┌─ Data

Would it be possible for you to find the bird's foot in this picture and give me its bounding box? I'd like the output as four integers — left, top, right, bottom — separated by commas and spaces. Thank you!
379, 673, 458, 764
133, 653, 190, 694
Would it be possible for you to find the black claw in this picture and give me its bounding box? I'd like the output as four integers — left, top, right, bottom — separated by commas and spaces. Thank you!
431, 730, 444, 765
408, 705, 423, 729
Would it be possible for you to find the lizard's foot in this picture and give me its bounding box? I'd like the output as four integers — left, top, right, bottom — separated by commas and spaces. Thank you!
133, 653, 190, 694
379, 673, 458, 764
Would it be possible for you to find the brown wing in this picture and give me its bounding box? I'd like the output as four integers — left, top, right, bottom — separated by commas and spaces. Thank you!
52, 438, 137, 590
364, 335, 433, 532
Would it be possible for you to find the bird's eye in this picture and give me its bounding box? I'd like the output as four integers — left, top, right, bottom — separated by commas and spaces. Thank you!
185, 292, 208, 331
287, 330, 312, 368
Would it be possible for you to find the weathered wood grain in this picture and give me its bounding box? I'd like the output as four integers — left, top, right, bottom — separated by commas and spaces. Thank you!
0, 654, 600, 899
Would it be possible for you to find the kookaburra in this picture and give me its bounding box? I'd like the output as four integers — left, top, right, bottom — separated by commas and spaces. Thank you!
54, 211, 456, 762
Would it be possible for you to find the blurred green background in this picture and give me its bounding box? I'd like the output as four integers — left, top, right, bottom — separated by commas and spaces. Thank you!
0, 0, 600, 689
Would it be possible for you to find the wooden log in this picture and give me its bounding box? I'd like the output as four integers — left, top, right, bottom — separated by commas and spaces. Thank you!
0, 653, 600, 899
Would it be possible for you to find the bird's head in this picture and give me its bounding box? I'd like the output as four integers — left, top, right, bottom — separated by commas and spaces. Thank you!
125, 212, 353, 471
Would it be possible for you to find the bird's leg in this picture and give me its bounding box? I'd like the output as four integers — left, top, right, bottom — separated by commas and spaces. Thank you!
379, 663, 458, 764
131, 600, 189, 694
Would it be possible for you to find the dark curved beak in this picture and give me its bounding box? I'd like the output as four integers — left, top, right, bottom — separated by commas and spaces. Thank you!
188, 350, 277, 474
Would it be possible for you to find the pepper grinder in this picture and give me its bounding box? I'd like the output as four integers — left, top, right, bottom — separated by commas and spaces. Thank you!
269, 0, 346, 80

└─

= Set exercise =
Print every line of the material above once more, changing no character.

= Solved exercise =
Would it be possible for you to find the bird's foot in this picture and give me its bounding box? I'd like the output as four integers — left, top, right, bottom — separated by commas and spaces. Thank you!
379, 673, 458, 764
133, 653, 190, 694
Would it be possible for you to find the black claw in this picture and give me its bounding box? I'd like the output as four integers — left, top, right, bottom — separated by commas and spaces. Thank you!
431, 730, 444, 765
408, 705, 423, 729
Would it be possible for you to find the lizard's foot in this picture and give me its bounding box? I'd like the output as four integers — left, top, right, bottom — separated by commas and spaces. Thank you!
133, 653, 190, 694
379, 673, 458, 764
Would it be possible for you to find the brown wing in this picture and give me its bounding box? I'd like the output as four integers — left, top, right, bottom — separated by commas and spaces. Thank you!
52, 438, 137, 590
364, 335, 433, 532
Would it be possible for you to find the bird's eye in this picture and give me its bounding box? I'd like the output as four integers — left, top, right, bottom — separated by commas and spaces. Thank you!
185, 292, 208, 331
287, 330, 312, 368
Would it be possible for you to find the weathered wood grain in this picture and give me its bounding box? I'd like the output as four integers — left, top, right, bottom — separated by commas and spaces. Thank you!
0, 654, 600, 899
Would it be possible for you to find the kookaburra in this picture and give me its bounding box? I'd like the output as four integers — left, top, right, bottom — separated by commas and spaces. Thank you!
54, 211, 456, 762
Would it be possible for you to find the blurred green background in this picture and give me its bounding box? I'd like the output as four integers — left, top, right, bottom — separated by commas and spaces. Thank you!
0, 0, 600, 689
Would it be possible for you to find the wooden log in this picture and give me its bounding box? I'd like the output as four integers — left, top, right, bottom — separated by commas and spaces. Thank you!
0, 653, 600, 899
Would it be possible for you to find the bird's head in this picture and give me its bounding box? I'd like the output as four integers — left, top, right, bottom — separated by commas and spaces. Thank you!
125, 212, 353, 471
Would it be possible for you to find the bird's leg in this picture and give me its bounding box? I'd like the output as four integers — left, top, right, bottom — separated by commas and spaces. Thank you!
379, 663, 458, 764
131, 600, 189, 694
Would it be possible for you to find the dark curved beak in this picture and give me its bounding box? I'd like the output as four integers — left, top, right, bottom — separated by commas and spaces. Thank you!
188, 350, 277, 474
Would it be possible for you to find the pepper grinder in this picture and give me its bounding box? I'd like the output as four integers — left, top, right, bottom — separated by commas and spaces. Thank you!
269, 0, 346, 80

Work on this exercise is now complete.